-- Task description --
Write down every entry below once more, exactly.

------ Information supplied

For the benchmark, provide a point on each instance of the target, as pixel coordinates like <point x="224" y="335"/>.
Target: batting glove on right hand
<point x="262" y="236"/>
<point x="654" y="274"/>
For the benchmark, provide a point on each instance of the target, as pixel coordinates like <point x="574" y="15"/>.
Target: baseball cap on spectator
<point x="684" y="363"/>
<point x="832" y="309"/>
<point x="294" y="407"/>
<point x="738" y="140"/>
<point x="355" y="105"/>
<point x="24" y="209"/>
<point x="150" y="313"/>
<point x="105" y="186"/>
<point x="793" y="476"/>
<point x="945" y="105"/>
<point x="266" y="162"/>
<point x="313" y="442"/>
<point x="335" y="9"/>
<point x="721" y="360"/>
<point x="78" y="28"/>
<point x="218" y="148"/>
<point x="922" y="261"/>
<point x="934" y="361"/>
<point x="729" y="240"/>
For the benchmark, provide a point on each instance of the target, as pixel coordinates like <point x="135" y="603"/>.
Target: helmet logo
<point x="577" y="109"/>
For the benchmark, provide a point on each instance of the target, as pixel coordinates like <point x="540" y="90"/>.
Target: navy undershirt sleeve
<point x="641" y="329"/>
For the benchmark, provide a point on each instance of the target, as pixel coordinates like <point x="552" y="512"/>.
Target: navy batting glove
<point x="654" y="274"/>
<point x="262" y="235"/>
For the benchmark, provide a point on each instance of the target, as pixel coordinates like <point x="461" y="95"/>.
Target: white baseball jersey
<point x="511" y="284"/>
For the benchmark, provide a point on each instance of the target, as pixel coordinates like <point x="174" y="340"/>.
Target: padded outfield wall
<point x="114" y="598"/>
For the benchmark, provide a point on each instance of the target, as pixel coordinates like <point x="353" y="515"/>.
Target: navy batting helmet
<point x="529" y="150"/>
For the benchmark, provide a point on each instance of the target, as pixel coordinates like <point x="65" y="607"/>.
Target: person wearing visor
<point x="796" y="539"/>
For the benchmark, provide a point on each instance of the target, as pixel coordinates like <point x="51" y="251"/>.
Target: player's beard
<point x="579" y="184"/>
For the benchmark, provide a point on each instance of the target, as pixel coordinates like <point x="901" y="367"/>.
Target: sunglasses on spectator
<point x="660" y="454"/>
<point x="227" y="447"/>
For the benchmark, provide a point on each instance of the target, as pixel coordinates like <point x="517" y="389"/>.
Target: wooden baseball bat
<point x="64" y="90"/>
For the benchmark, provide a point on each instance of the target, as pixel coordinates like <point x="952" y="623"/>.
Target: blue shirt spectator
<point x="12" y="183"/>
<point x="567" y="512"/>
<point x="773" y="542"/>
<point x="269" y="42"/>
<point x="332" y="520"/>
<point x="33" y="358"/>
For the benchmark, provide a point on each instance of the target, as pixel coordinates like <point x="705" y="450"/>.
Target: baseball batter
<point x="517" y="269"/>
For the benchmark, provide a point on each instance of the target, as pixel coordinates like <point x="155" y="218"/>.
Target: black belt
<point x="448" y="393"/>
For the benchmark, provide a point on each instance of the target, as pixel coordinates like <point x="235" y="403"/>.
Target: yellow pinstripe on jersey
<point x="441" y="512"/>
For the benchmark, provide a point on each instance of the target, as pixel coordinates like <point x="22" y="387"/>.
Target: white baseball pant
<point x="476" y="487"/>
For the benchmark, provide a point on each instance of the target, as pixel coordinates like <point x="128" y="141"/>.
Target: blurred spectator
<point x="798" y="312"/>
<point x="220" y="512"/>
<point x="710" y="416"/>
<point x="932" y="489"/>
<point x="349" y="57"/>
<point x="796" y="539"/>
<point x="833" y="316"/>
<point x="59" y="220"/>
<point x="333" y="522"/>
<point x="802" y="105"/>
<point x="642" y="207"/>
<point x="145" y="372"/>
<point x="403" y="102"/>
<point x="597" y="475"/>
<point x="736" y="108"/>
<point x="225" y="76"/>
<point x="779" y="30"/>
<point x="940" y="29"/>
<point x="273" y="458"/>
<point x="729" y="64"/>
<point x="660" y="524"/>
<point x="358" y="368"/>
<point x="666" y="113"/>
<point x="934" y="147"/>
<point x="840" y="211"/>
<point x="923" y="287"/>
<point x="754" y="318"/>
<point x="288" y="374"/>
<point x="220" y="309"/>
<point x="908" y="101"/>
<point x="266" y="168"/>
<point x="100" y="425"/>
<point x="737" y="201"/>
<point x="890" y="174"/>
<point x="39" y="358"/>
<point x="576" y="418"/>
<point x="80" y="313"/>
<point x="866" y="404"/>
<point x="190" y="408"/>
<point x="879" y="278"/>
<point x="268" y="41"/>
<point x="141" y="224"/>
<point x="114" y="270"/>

------------

-- Exercise answer --
For the benchmark, provide a point on each instance of the target, as pixel coordinates like <point x="224" y="335"/>.
Target: batting glove on right hand
<point x="262" y="236"/>
<point x="654" y="274"/>
For the benchmark, provide a point on each instance of the target, as pixel coordinates like <point x="574" y="15"/>.
Target: baseball cap on spectator
<point x="684" y="363"/>
<point x="832" y="309"/>
<point x="294" y="407"/>
<point x="738" y="140"/>
<point x="355" y="105"/>
<point x="24" y="209"/>
<point x="150" y="313"/>
<point x="105" y="186"/>
<point x="793" y="476"/>
<point x="945" y="105"/>
<point x="266" y="162"/>
<point x="313" y="442"/>
<point x="335" y="9"/>
<point x="721" y="360"/>
<point x="78" y="28"/>
<point x="218" y="148"/>
<point x="922" y="261"/>
<point x="934" y="361"/>
<point x="729" y="240"/>
For the benchmark, provide a point on each instance of the target, as pixel coordinates like <point x="135" y="603"/>.
Target: helmet logo
<point x="577" y="109"/>
For the benchmark, provide a point on each instance of the target, as pixel coordinates like <point x="540" y="90"/>.
Target: navy undershirt sleeve
<point x="641" y="329"/>
For the benchmark, provide a point on each instance of the target, as pixel coordinates like <point x="552" y="512"/>.
Target: navy batting glove
<point x="654" y="274"/>
<point x="262" y="235"/>
For the benchmark, provide a point on each instance of the target, as pixel coordinates like <point x="461" y="95"/>.
Target: white baseball jersey
<point x="511" y="284"/>
For the benchmark, provide a point on each instance of the target, as pixel coordinates like <point x="174" y="340"/>.
Target: padded outfield wall
<point x="114" y="598"/>
For the benchmark, provide a point on each instance of the target, as pixel coordinates like <point x="353" y="515"/>.
Target: navy batting helmet
<point x="529" y="150"/>
For the benchmark, provide a point on each instance of the target, as pixel coordinates like <point x="65" y="607"/>.
Target: person wearing visor
<point x="796" y="539"/>
For the benchmark, provide a point on each instance of the target, as pixel coordinates like <point x="51" y="251"/>.
Target: player's beard
<point x="579" y="184"/>
For the benchmark, provide a point on each instance of the target, as pixel coordinates like <point x="901" y="367"/>.
Target: sunglasses on spectator
<point x="660" y="454"/>
<point x="227" y="447"/>
For the benchmark, provide a point on each instance of the target, as pixel coordinates like <point x="517" y="389"/>.
Target: wooden baseball bat
<point x="64" y="90"/>
For the benchmark, provide a point on each instance of the target, as pixel coordinates like <point x="952" y="623"/>.
Target: blue shirt spectator
<point x="12" y="183"/>
<point x="567" y="512"/>
<point x="773" y="542"/>
<point x="269" y="42"/>
<point x="332" y="520"/>
<point x="33" y="358"/>
For the benchmark, provide a point on each instance of the target, as pixel coordinates like <point x="705" y="450"/>.
Target: baseball batter
<point x="517" y="269"/>
For the benchmark, provide a point on each instance of the target, as pixel coordinates like <point x="155" y="218"/>.
Target: black belt
<point x="448" y="393"/>
For the benchmark, provide a point on each instance of the target, as pixel coordinates like <point x="235" y="403"/>.
Target: yellow pinstripe on jersey
<point x="441" y="512"/>
For the benchmark, provide a point on each instance of the target, as pixel coordinates like <point x="22" y="387"/>.
Target: white baseball pant
<point x="476" y="487"/>
For the benchmark, provide a point on each instance of the target, as pixel coordinates like <point x="128" y="141"/>.
Target: blurred spectator
<point x="798" y="312"/>
<point x="220" y="512"/>
<point x="710" y="416"/>
<point x="932" y="489"/>
<point x="349" y="57"/>
<point x="796" y="539"/>
<point x="833" y="316"/>
<point x="59" y="220"/>
<point x="333" y="522"/>
<point x="802" y="105"/>
<point x="642" y="207"/>
<point x="145" y="372"/>
<point x="403" y="102"/>
<point x="597" y="475"/>
<point x="736" y="108"/>
<point x="225" y="76"/>
<point x="779" y="30"/>
<point x="940" y="29"/>
<point x="273" y="458"/>
<point x="729" y="64"/>
<point x="660" y="524"/>
<point x="358" y="368"/>
<point x="666" y="113"/>
<point x="934" y="147"/>
<point x="840" y="211"/>
<point x="923" y="287"/>
<point x="754" y="318"/>
<point x="288" y="374"/>
<point x="220" y="309"/>
<point x="908" y="101"/>
<point x="266" y="168"/>
<point x="100" y="425"/>
<point x="737" y="201"/>
<point x="890" y="174"/>
<point x="39" y="358"/>
<point x="576" y="418"/>
<point x="80" y="313"/>
<point x="866" y="404"/>
<point x="190" y="408"/>
<point x="879" y="278"/>
<point x="268" y="41"/>
<point x="141" y="224"/>
<point x="114" y="270"/>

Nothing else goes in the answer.